From our analysis, that has two implications for the property market in Thailand:
- Demand support at the lower end of the market. Projects targeting first-time buyers and affordable condominium units will continue to see a pipeline of credit, which keeps transaction volumes alive in that segment.
- A potential mismatch at higher price points. Commercial banks and private lenders control 56.3% of new housing loans (collectively), so upper-tier projects depend more on private-sector appetite, which has been subdued.
Credit quality: the cost of growth
There is a trade-off. Stronger loan growth at GH Bank has seen asset-quality pressure. The bank estimates NPLs will rise slightly to 5.11% this year from 4.98% last year. That is a modest increase, but material given the wider economic headwinds.
Key risk factors the bank identified are: household debt that is already elevated, a slowing economy with GDP growth forecasts in a range from 1.5% to 2.3%, and the downward trend in interest rates. Each interacts with mortgages in a specific way:
- Elevated household debt reduces borrowers’ capacity to absorb income shocks or higher living costs, increasing the probability of arrears.
- Slowing GDP growth weighs on employment and wage growth, which are primary drivers of mortgage repayment ability.
- Falling interest rates help borrowers through lower payments but squeeze bank margins and increase competition for depositors, raising funding costs.
Investors and buyers must read the NPL uptick as a warning light rather than a crisis signal. GH Bank is taking measured steps, but higher problem loans will affect provisioning, profitability and possibly future underwriting standards.
Technology, risk control and the future of mortgage underwriting
GH Bank says it will use artificial intelligence and digital tools to improve credit analysis and asset pricing. According to the bank, the intended uses include:
- early identification of borrowers who may move into special-mention status so the bank can intervene earlier, and
- better valuation and pricing of non-performing assets to avoid fire sales.

→ Records to process
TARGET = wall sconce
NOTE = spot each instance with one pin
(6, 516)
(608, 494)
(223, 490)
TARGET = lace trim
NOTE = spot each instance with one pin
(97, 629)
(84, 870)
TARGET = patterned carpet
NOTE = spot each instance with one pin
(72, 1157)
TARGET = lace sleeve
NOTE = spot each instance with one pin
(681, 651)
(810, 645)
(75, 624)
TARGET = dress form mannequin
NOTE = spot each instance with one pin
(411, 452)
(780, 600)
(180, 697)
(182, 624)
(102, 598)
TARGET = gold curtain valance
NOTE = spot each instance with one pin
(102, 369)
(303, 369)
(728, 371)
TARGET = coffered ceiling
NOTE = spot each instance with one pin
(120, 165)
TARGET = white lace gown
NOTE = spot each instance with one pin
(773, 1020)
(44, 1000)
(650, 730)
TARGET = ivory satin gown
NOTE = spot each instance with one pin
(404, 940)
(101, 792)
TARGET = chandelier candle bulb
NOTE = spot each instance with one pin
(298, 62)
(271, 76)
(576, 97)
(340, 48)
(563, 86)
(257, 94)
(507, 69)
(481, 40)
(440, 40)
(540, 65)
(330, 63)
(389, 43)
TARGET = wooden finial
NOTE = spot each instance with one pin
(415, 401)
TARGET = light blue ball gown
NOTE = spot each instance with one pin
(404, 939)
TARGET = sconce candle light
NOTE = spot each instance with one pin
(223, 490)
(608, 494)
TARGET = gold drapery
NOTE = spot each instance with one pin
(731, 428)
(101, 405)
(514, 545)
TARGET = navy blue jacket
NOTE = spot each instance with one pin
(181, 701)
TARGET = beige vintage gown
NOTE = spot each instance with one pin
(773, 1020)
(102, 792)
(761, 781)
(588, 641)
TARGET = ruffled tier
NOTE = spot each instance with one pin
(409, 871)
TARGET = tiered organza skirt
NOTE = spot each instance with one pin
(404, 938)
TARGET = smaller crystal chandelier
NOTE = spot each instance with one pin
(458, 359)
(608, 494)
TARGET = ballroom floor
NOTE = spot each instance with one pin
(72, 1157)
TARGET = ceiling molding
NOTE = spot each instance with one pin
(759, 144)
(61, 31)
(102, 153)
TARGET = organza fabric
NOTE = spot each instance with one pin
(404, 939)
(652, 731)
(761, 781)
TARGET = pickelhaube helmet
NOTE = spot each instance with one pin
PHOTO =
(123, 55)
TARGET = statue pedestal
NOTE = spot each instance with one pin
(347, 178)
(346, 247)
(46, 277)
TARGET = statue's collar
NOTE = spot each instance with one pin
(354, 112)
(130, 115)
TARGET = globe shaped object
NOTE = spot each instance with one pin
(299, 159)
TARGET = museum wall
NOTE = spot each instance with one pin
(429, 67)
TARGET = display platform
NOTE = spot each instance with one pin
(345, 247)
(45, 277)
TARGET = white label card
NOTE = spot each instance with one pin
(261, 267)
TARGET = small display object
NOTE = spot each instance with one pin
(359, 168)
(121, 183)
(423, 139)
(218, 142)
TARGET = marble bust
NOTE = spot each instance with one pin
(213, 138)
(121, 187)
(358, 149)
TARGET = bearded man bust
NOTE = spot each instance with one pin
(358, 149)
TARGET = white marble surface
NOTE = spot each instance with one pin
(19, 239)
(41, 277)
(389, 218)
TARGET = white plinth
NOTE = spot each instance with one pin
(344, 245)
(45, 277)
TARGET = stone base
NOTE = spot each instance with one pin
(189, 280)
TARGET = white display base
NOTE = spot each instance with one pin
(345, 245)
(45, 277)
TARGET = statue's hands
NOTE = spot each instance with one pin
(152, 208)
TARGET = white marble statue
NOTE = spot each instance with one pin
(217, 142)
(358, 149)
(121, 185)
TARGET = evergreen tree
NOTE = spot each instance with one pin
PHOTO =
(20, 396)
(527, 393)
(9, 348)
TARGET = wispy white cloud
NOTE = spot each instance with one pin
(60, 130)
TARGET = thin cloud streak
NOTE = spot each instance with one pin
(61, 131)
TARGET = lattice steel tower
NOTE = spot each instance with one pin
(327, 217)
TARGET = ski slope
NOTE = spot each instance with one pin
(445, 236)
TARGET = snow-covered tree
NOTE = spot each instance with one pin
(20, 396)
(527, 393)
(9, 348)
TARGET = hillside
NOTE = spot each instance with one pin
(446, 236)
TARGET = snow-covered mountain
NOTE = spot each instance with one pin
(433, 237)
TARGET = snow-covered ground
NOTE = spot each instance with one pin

==

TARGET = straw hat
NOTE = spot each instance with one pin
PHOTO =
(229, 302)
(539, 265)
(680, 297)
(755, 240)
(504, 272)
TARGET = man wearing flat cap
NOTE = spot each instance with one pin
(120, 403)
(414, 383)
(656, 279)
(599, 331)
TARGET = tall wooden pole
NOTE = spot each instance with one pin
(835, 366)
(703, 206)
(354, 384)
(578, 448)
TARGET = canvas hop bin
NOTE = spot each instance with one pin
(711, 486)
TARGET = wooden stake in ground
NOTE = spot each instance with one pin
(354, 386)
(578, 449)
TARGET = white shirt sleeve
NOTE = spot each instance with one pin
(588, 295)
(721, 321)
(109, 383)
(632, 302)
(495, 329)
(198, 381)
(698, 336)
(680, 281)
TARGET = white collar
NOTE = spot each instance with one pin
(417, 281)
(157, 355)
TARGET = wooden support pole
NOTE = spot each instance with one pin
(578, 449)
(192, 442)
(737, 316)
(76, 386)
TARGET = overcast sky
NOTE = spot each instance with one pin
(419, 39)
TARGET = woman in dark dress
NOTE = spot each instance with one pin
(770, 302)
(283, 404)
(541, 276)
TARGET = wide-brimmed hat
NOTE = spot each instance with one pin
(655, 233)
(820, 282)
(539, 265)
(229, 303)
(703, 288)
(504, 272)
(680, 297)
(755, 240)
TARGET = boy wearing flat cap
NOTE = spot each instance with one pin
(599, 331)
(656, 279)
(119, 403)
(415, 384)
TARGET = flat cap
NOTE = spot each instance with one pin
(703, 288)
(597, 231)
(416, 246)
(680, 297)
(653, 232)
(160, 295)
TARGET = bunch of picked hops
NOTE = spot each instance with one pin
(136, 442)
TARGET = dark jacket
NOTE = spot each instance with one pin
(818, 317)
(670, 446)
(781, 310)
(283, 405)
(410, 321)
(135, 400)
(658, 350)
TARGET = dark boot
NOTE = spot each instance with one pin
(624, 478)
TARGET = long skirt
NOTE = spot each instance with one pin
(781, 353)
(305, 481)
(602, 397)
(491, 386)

→ Required tasks
a) List each line of the records that contains the string "organza", matching case exactly.
b) Pick up the piece on GH Bank and Thailand's housing loans after its final sentence and continue writing it.

→ Outputs by task
a)
TARGET = tiered organza skirt
TARGET = organza fabric

b)
From our reporting experience, such tech-driven controls can improve the timing and precision of workout strategies. They also let lenders scale more accurate credit decisions without a proportionate increase in staff. However, technology is not a panacea:
- AI models require good, clean data and ongoing validation to avoid embedding bias or outdated assumptions, and
- model performance can deteriorate in a sharply different economic scenario.
For buyers and investors, the takeaway is twofold.
What this means for property buyers, investors and expats
GH Bank’s actions create a mixed bag of opportunities and warnings. Here’s how different market participants should think about the bank’s performance and plans.
Buyers seeking financing
- If you are a Thai household looking for an entry-level mortgage, GH Bank remains a primary source of competitive loans, especially for loans under 3 million baht.
- Falling benchmark rates may lower monthly payments; still, check whether offers are fixed, variable, or a hybrid and stress-test your capacity for rate resets and income disruptions.
Property investors
- Expect the pipeline of buyers to be strongest at the affordable end where GH Bank is active. That keeps rental and sale demand steady for budget apartments and smaller houses.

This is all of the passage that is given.